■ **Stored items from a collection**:

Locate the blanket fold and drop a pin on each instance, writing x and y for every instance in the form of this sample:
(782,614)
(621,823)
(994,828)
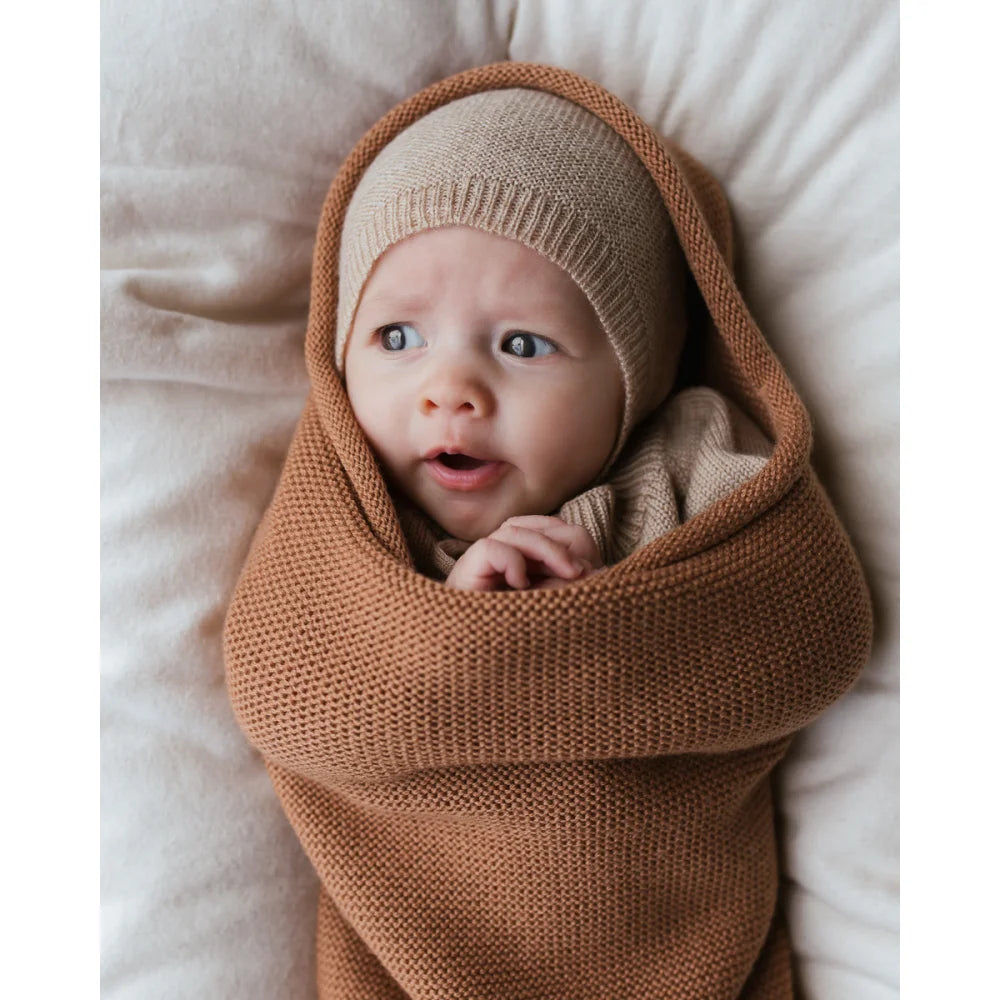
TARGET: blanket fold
(554,794)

■ **TRY IT**: Omit all pictures while transcribing the entries verbatim.

■ **FINISHED EXERCISE**:
Locate the blanket fold and drop a pin on each instance, writing x and y for every instance in the form of this sample:
(782,614)
(621,823)
(994,828)
TARGET: blanket fold
(554,794)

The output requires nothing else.